Dataset entries
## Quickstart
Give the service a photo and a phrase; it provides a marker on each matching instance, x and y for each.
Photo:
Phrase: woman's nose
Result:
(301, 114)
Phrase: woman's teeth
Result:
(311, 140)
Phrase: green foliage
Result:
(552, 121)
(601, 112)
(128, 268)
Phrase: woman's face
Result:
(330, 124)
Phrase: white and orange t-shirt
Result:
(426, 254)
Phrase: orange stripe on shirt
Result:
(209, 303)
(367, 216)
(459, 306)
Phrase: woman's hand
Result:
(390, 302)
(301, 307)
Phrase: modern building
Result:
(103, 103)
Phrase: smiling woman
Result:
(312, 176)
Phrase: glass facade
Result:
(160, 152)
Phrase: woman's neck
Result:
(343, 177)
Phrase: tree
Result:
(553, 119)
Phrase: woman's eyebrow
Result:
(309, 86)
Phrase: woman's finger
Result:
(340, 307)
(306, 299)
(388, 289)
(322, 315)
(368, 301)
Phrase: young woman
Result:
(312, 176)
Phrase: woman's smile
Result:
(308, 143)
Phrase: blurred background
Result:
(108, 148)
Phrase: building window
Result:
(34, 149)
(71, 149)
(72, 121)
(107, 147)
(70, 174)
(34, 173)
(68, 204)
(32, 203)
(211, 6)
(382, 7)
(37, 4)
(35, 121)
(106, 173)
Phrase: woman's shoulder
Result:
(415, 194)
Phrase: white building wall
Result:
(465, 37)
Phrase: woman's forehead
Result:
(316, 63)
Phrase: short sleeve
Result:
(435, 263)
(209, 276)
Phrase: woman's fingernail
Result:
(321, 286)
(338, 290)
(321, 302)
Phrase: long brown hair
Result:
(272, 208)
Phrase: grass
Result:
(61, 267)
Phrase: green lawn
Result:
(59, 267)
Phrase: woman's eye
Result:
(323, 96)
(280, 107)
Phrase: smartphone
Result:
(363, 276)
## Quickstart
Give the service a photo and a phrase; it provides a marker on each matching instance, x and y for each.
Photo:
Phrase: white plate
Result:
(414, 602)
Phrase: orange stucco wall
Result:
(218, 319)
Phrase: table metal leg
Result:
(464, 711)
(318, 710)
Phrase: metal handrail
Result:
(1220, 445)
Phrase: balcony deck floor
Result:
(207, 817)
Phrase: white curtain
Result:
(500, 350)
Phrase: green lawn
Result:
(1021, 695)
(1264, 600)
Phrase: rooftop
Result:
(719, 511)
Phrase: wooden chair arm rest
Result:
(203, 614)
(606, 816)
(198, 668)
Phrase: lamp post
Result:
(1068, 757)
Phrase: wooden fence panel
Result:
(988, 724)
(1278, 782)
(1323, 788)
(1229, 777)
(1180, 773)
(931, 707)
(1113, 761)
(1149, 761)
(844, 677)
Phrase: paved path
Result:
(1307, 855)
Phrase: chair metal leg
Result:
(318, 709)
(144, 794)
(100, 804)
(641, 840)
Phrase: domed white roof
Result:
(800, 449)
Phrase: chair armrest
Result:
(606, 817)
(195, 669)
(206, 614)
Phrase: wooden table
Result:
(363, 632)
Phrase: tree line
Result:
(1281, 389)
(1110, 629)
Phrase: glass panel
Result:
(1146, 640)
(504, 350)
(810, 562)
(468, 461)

**Goal of the exercise**
From the lines above, copy those that contain the word "wooden".

**Response to this task**
Phrase: wooden chair arm rest
Phrase: wooden fence panel
Phrase: wooden table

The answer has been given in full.